:: Records for this task ::
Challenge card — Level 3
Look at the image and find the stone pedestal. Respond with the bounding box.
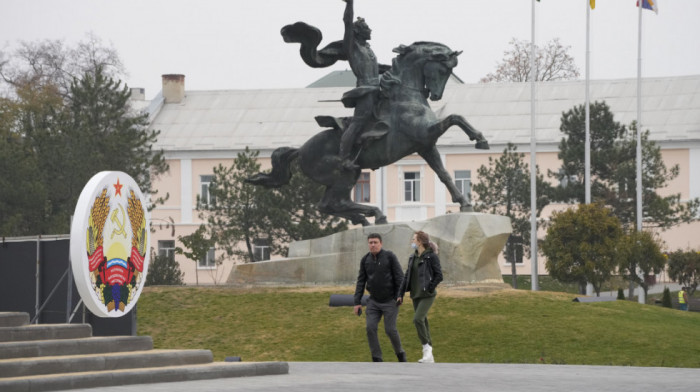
[227,212,511,285]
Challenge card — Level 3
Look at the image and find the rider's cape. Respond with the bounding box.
[281,22,347,68]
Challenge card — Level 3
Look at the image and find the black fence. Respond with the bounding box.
[0,236,136,336]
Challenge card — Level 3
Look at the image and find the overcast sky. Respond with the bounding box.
[0,0,700,99]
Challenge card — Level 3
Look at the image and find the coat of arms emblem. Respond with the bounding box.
[71,172,150,317]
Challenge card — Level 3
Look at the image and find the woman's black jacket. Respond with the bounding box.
[400,252,442,298]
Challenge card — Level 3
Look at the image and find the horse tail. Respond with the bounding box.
[245,147,299,188]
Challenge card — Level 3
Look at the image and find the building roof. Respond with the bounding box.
[152,75,700,152]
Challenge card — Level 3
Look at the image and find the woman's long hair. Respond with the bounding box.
[413,231,438,254]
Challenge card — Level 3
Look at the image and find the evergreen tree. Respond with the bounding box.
[541,204,623,295]
[198,147,279,262]
[549,102,700,230]
[265,161,348,256]
[618,230,666,298]
[198,147,347,262]
[0,37,168,236]
[473,143,551,262]
[668,249,700,295]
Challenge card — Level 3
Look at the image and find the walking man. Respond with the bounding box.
[353,233,406,362]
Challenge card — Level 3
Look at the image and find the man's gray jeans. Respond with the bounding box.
[366,298,403,359]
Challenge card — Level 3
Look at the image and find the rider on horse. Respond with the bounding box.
[340,0,379,170]
[281,0,391,171]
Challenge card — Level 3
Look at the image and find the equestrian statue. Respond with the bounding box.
[247,0,489,226]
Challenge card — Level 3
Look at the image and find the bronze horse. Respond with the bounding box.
[247,42,489,226]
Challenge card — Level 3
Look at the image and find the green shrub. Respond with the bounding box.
[146,253,185,286]
[617,287,625,300]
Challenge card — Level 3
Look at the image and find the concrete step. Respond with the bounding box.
[0,362,289,392]
[0,336,153,359]
[0,312,29,327]
[0,324,92,342]
[0,350,214,379]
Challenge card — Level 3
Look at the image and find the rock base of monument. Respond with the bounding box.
[227,212,511,286]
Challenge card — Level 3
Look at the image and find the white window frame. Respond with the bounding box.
[253,238,270,261]
[454,170,472,201]
[197,246,216,269]
[403,171,422,203]
[199,174,216,205]
[158,240,175,258]
[352,172,372,203]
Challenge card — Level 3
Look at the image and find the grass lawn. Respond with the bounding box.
[138,287,700,368]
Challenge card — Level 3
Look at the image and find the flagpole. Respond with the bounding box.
[584,0,593,295]
[530,0,539,291]
[584,0,591,204]
[637,0,646,304]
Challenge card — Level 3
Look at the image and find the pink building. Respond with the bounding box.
[144,72,700,284]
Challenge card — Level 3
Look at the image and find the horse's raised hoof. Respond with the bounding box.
[476,140,490,150]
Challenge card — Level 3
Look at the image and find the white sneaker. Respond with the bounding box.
[418,344,435,363]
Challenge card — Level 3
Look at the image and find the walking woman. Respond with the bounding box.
[396,231,442,363]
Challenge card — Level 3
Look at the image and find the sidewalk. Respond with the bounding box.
[74,362,700,392]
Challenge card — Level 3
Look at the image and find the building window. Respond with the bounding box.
[455,170,472,200]
[199,175,216,205]
[353,173,369,203]
[403,172,420,201]
[158,241,175,258]
[558,168,578,188]
[506,234,523,265]
[253,238,270,261]
[197,247,216,268]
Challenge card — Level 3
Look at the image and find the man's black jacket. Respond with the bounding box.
[355,249,403,305]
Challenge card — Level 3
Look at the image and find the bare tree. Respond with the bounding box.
[480,38,580,83]
[0,33,126,98]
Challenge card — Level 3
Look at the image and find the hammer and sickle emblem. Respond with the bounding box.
[109,204,126,239]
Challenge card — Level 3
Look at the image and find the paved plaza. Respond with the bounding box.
[81,362,700,392]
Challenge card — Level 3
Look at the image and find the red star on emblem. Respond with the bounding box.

:: Challenge ::
Render all the material above as a numbered list, one line per item, skipping blank lines and leaving the pictures out.

:: Exercise result ::
1. Challenge card — Level 3
2. Look at the image and find the stone pedestal. Respond with the bounding box.
3. [227,212,511,285]
4. Challenge card — Level 3
5. Look at the image and find the rider's cape. Respond with the bounding box.
6. [281,22,347,68]
7. Challenge card — Level 3
8. Look at the image and find the black fence. Respond with the bounding box.
9. [0,236,136,336]
10. Challenge card — Level 3
11. Look at the image and find the overcast sky. Respond with the bounding box.
12. [0,0,700,99]
13. Challenge card — Level 3
14. Look at the image and find the coat of arms emblem. Respond with the bounding box.
15. [71,172,150,317]
16. Challenge card — Level 3
17. Look at the image and find the woman's black jacket. Respond with the bounding box.
18. [400,252,442,298]
19. Challenge card — Level 3
20. Look at the image and find the horse tail. Respond with the bounding box.
21. [245,147,299,188]
22. Challenge card — Level 3
23. Look at the image and find the building roof. Respond with the bounding box.
24. [152,75,700,152]
25. Challenge card — Level 3
26. Look at the image and find the woman's long hair. Respond with the bounding box.
27. [413,231,438,254]
28. Challenge card — Level 3
29. Look at the image and find the evergreen tree. Respond with the bounding box.
30. [541,204,623,295]
31. [198,147,279,262]
32. [549,102,700,230]
33. [265,161,348,256]
34. [618,230,666,298]
35. [198,147,347,262]
36. [0,37,168,236]
37. [473,143,551,262]
38. [668,249,700,295]
39. Challenge card — Level 3
40. Look at the image and find the walking man. Respond with the bounding box.
41. [353,233,406,362]
42. Challenge card — Level 3
43. Look at the image and find the man's gray jeans. Respond with the bounding box.
44. [366,298,403,359]
45. Challenge card — Level 3
46. Look at the image and find the rider on horse. Respond with the bounding box.
47. [340,0,379,170]
48. [281,0,391,171]
49. Challenge card — Level 3
50. Look at the image and find the equestrian statue. Respond with the bounding box.
51. [247,0,489,226]
52. Challenge card — Level 3
53. Look at the image and find the bronze horse. Respond with the bounding box.
54. [247,42,489,226]
55. Challenge card — Level 3
56. Look at the image and find the green shrub. Respond with the bounding box.
57. [146,253,185,286]
58. [617,287,625,300]
59. Challenge card — Level 3
60. Look at the image and find the concrete step. Respond with the bounding box.
61. [0,362,289,392]
62. [0,336,153,359]
63. [0,312,29,327]
64. [0,324,92,342]
65. [0,350,214,379]
66. Challenge card — Level 3
67. Look at the image and find the rock base of monument. Respond with the bounding box.
68. [227,212,511,286]
69. Challenge card — Level 3
70. Look at the image and find the white window frame. Respond with the bounding box.
71. [253,238,270,261]
72. [454,170,472,201]
73. [197,246,216,269]
74. [403,171,422,203]
75. [199,174,216,205]
76. [158,240,175,258]
77. [352,172,372,203]
78. Challenge card — Level 3
79. Look at the image and find the grass lawn. Respond with the bounding box.
80. [138,287,700,368]
81. Challenge card — Level 3
82. Look at the image and find the flagpole. Respond with the bounding box.
83. [584,0,593,295]
84. [530,0,539,291]
85. [584,0,591,204]
86. [637,0,646,304]
87. Challenge card — Level 3
88. Look at the image and find the pink building. Respond with the bounding box.
89. [144,72,700,284]
90. Challenge card — Level 3
91. Look at the image and find the horse's raised hoof. Respond with the bounding box.
92. [476,140,490,150]
93. Challenge card — Level 3
94. Look at the image and find the white sneaker. Respond with the bounding box.
95. [418,344,435,363]
96. Challenge card — Level 3
97. Look at the image and find the walking woman. Respond with the bounding box.
98. [396,231,442,363]
99. Challenge card — Level 3
100. Look at the image and find the sidewalk. Respond with the bounding box.
101. [74,362,700,392]
102. Challenge card — Level 3
103. Look at the image and find the building window. Respond with the bounding box.
104. [455,170,472,200]
105. [199,175,216,205]
106. [353,173,369,203]
107. [403,172,420,201]
108. [158,241,175,258]
109. [558,168,578,188]
110. [506,234,523,265]
111. [253,238,270,261]
112. [197,247,216,268]
113. Challenge card — Level 3
114. Look at the image and find the man's black jacket. Respond with the bounding box.
115. [355,249,403,305]
116. Challenge card — Level 3
117. Look at the image and find the bare tree. Respond with the bounding box.
118. [480,38,580,83]
119. [0,33,126,98]
120. Challenge card — Level 3
121. Look at the image and find the hammer and sickle emblem. Respond with the bounding box.
122. [109,204,126,239]
123. Challenge card — Level 3
124. Look at the image and find the paved plaza. Respond with the bounding box.
125. [81,362,700,392]
126. Challenge card — Level 3
127. Look at the image and find the red star on emblem. Respond with the bounding box.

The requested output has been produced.